All that should be output is the block of lines below from the line with "Target: triangular face of die" to the line with "Place one keypoint", both included, exactly as written.

(Raw data Opens)

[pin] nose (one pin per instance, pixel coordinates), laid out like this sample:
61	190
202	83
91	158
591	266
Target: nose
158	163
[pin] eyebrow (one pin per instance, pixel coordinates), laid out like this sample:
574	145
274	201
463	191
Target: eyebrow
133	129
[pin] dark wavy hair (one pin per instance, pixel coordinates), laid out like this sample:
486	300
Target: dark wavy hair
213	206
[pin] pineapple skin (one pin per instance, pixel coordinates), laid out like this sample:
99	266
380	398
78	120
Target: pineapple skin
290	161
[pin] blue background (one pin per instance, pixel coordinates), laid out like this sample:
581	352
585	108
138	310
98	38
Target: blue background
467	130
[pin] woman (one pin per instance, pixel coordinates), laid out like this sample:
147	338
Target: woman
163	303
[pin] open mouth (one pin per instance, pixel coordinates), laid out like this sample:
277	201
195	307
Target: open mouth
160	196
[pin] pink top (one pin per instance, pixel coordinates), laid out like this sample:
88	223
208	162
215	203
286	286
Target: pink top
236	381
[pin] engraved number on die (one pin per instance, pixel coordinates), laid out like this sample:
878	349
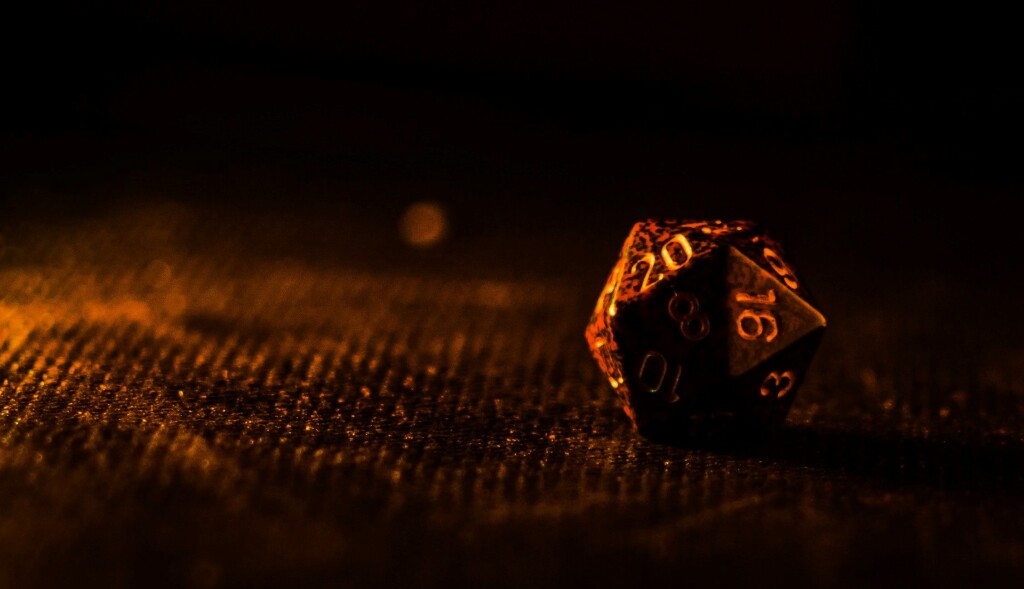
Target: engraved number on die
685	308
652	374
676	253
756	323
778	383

(Raw data Closes)
(Raw data Opens)

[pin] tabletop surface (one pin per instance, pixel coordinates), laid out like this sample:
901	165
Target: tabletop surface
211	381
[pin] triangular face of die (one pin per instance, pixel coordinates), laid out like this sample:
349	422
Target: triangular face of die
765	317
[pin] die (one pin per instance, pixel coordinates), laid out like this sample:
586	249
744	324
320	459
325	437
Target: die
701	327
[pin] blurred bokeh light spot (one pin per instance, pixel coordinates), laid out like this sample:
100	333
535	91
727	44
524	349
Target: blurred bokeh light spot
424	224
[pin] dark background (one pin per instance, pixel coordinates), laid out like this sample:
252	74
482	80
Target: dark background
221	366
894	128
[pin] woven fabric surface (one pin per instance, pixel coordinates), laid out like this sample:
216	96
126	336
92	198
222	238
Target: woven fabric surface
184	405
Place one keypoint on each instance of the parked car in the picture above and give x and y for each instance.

(Raw data Closes)

## [Response box]
Target: triangular face of die
765	317
[pin] die (one pin per instance, pixel coordinates), laid out like this sample:
586	249
744	324
320	459
325	437
Target: die
701	327
[pin] blurred bokeh light spot (one pin per instance, pixel coordinates), laid out like this sample:
100	333
535	91
727	44
524	349
Target: blurred bokeh light spot
424	224
[pin] dark background (one pin per instance, pixel coordinates), laid out like this sample:
252	74
482	80
Target: dark background
221	366
894	128
[pin] woven fabric surface (one pin per instance, pixel coordinates), laid out like this sample:
216	96
126	336
92	198
222	238
Target: woven fabric surface
184	405
Place one keypoint on each instance of the parked car in the picture above and give x and y for each instance.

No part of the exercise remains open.